━━━ Data for analysis

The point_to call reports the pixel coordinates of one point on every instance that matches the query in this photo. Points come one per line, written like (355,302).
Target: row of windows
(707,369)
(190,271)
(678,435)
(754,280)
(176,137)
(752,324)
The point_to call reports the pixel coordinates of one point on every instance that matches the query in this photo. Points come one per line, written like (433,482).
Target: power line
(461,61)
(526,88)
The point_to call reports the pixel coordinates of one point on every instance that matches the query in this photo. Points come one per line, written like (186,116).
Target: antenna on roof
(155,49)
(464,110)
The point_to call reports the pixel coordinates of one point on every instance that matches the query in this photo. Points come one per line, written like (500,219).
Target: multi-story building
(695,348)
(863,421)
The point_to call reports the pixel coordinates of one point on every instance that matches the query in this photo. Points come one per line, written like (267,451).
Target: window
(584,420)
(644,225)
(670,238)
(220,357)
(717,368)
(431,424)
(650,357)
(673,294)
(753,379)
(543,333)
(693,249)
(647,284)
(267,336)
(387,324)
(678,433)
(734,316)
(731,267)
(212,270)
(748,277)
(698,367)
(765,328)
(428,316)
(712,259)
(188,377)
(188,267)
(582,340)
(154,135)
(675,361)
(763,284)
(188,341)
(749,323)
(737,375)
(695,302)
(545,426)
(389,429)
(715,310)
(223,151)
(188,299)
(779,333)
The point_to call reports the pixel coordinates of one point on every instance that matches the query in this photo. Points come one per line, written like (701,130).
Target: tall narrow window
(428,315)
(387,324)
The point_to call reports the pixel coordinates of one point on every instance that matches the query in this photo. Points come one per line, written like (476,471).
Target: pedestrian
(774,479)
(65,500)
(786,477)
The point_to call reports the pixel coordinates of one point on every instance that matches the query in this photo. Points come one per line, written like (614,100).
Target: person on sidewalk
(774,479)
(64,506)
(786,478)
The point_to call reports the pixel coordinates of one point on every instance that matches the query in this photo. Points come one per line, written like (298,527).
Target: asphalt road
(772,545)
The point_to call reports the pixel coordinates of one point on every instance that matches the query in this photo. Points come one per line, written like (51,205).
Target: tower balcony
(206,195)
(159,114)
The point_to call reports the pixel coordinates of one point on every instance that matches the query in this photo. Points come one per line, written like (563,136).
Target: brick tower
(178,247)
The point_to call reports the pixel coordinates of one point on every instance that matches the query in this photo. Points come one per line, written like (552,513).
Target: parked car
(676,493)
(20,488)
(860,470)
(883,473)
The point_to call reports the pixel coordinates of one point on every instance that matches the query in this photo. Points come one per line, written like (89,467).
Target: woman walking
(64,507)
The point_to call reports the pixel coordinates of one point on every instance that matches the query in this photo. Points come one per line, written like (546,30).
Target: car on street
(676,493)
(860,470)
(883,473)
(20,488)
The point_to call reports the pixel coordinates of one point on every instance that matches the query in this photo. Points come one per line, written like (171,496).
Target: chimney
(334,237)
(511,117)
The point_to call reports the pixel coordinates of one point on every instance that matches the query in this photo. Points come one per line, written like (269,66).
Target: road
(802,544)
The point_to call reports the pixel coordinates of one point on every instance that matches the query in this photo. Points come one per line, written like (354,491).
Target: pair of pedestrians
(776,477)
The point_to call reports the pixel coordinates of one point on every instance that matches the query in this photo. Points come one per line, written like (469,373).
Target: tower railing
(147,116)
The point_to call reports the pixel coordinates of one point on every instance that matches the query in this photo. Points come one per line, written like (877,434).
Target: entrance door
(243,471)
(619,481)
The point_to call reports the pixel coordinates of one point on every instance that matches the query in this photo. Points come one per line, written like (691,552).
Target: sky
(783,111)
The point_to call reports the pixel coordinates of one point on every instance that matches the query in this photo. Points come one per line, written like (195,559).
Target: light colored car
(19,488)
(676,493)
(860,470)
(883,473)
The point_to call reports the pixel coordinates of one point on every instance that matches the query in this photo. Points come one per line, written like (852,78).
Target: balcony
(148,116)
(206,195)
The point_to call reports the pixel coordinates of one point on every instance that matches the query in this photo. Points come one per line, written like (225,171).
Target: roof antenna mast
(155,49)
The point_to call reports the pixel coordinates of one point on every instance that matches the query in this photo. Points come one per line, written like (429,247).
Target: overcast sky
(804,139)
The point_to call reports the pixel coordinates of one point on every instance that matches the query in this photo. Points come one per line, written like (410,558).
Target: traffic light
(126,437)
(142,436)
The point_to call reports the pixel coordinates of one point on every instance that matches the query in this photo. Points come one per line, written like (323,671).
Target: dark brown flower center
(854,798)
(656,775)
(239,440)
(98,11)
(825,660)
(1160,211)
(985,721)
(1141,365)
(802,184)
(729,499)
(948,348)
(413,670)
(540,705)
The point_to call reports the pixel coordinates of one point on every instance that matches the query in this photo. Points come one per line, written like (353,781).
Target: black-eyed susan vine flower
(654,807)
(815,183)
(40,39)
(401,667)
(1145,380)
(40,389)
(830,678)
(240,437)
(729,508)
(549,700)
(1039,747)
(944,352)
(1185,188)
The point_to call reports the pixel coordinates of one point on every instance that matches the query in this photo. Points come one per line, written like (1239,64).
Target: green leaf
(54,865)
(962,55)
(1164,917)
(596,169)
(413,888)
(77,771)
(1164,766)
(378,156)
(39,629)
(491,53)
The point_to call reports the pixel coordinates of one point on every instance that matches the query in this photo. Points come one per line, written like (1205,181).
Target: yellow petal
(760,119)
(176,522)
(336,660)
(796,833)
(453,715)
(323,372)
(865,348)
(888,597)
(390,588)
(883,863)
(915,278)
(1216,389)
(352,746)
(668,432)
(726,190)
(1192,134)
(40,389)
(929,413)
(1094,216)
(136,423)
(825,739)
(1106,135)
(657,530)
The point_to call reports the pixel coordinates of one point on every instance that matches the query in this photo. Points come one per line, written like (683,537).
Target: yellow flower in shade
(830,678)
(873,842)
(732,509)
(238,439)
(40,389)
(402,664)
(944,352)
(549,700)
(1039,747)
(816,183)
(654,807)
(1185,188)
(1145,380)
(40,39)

━━━━━━

__Problem to solve__:
Write out the records again so that each line matches the original exactly.

__Task solution__:
The point_to call reports the pixel coordinates of one point on every instance that matches the query in this photo. Points come one per line, written like (355,302).
Target: row of windows
(707,369)
(190,271)
(678,435)
(754,280)
(176,137)
(752,324)
The point_to call reports the pixel coordinates of one point on every instance that matches the query in this photo. Points come one per line, written like (433,482).
Target: power line
(461,61)
(526,88)
The point_to call reports the pixel coordinates of one point on every instance that matches the query in this photo. Points come one per line, written like (186,116).
Target: antenna on roof
(155,49)
(464,110)
The point_to call reports the pixel coordinates of one point on every instance that matches the query in this photo. Points come one per line, written like (500,219).
Target: multi-story building
(695,348)
(863,421)
The point_to call reports the pixel coordinates of one point on every instance that matches the query in this photo. Points come one per line, written like (267,451).
Target: window
(584,420)
(644,225)
(670,238)
(220,357)
(717,368)
(431,424)
(650,357)
(673,294)
(753,379)
(543,333)
(693,249)
(647,284)
(267,336)
(387,324)
(678,433)
(734,316)
(731,267)
(212,270)
(748,277)
(698,367)
(765,328)
(428,316)
(712,259)
(188,377)
(188,267)
(582,340)
(154,135)
(675,361)
(763,284)
(188,341)
(749,323)
(737,375)
(695,302)
(545,426)
(389,429)
(715,310)
(223,151)
(188,299)
(779,333)
The point_to call reports the pixel coordinates of one point on every instance that matches the query in this photo. Points come one per line, written like (701,130).
Target: tall narrow window
(428,315)
(387,324)
The point_to call reports the pixel coordinates of one point on every instance that matches the query in this photo. Points come one per line, written like (476,471).
Target: pedestrian
(774,479)
(65,500)
(786,477)
The point_to call reports the pixel coordinates of one point on every instance that matches the query in this photo. Points come one per line, written like (614,100).
Target: person on sidewalk
(774,479)
(64,506)
(786,478)
The point_to call reports the pixel coordinates of one point on every instance that matches the query in this photo. Points come one per line, written like (298,527).
Target: asphalt road
(772,545)
The point_to call reports the pixel coordinates of one point on every instance that matches the query in this photo. Points come one per line, written like (51,205).
Target: tower balcony
(206,195)
(159,114)
The point_to call reports the pixel coordinates of one point on every instance that matches the query in this photo. Points come one per line, written like (563,136).
Target: brick tower
(178,247)
The point_to call reports the pixel coordinates of one point on every instance that matches the query in this photo. Points come one per line, written like (552,513).
Target: parked car
(676,493)
(20,488)
(860,470)
(883,473)
The point_to call reports the pixel coordinates of one point on every instance that matches the query in this photo. Points come one per line, written like (89,467).
Target: woman walking
(64,507)
The point_to call reports the pixel coordinates of one point on every instance that matches the query in this photo. Points come one per line, written like (546,30).
Target: car on street
(676,493)
(860,470)
(883,473)
(20,488)
The point_to call reports the pixel coordinates of one point on every instance that matches the query in this photo. Points come one per line, written like (171,496).
Target: chimney
(334,237)
(511,117)
The point_to call reports the pixel coordinates of one point on every instance that matches the query in this photo. Points come one per line, written like (269,66).
Target: road
(802,544)
The point_to call reports the pixel coordinates of one point on every instance that matches the query in this photo. Points come one per line, written like (354,491).
Target: pair of pedestrians
(776,477)
The point_to call reports the pixel coordinates of one point on every instance that matches the query in this photo. Points come one per line, written like (469,373).
Target: tower railing
(147,116)
The point_to call reports the pixel coordinates of one point on every instance that matches the query in this photo. Points come one per line, written like (877,434).
Target: entrance door
(243,471)
(619,481)
The point_to call reports the pixel coordinates of one point on every instance that matches the query in this photo. Points come one per line, written like (691,552).
Target: sky
(783,111)
The point_to call reports the pixel coordinates of one point on every instance that matches the query in this photo. Points come one per line, written like (195,559).
Target: light colored car
(19,488)
(676,493)
(860,470)
(883,473)
The point_to call reports the pixel coordinates of one point on every instance that matches the query in this photo. Points come one per line, written like (852,78).
Target: balcony
(148,116)
(206,195)
The point_to call reports the pixel coordinates of one point on every instance that matches the query in this photo. Points come one per line, written like (225,171).
Target: roof antenna mast
(155,49)
The point_to call reports the pixel coordinates of one point on every instance that matches the query in this photo. Points come one per line, written like (429,247).
Target: overcast sky
(804,139)
The point_to call reports the pixel coordinates of one point on every instance that matches the query in this photo. Points come one per line, written like (410,558).
Target: traffic light
(126,437)
(142,436)
The point_to call reports the pixel coordinates of one point on every instance that matches the query in this photo. Points come one per line, written like (323,671).
Target: dark brown flower center
(854,798)
(656,775)
(239,440)
(98,11)
(825,660)
(1160,211)
(985,721)
(1141,365)
(802,184)
(729,499)
(948,348)
(413,670)
(540,705)
The point_to call reports the pixel coordinates of one point on every instance that matches the query in this photo. Points come one per line, written like (353,781).
Target: black-eyed susan vine flower
(654,807)
(815,183)
(40,39)
(401,667)
(1145,380)
(40,389)
(830,678)
(240,437)
(729,508)
(549,700)
(1039,747)
(944,352)
(1185,188)
The point_to call reports the pixel coordinates of one point on every instance that matches the query in this photo. Points come one per line, written like (1239,64).
Target: green leaf
(54,865)
(962,55)
(1164,917)
(596,169)
(413,888)
(77,771)
(1164,766)
(378,156)
(39,629)
(491,53)
The point_to call reports the pixel coordinates of one point on every instance that matches the query in this photo. Points come one per line, written like (1205,181).
Target: yellow petal
(760,119)
(176,522)
(336,660)
(796,833)
(453,715)
(323,372)
(865,348)
(888,597)
(390,588)
(883,863)
(915,278)
(1216,389)
(352,746)
(668,432)
(726,190)
(1192,134)
(40,389)
(929,413)
(1094,216)
(136,423)
(825,739)
(1106,135)
(657,530)
The point_to call reports the pixel coordinates of one point on every instance that matches the query in this photo. Points come one per line, written like (683,537).
Target: yellow flower in shade
(830,678)
(873,842)
(732,509)
(238,439)
(40,389)
(402,664)
(944,352)
(549,700)
(1039,747)
(816,183)
(654,807)
(1185,188)
(1145,380)
(40,39)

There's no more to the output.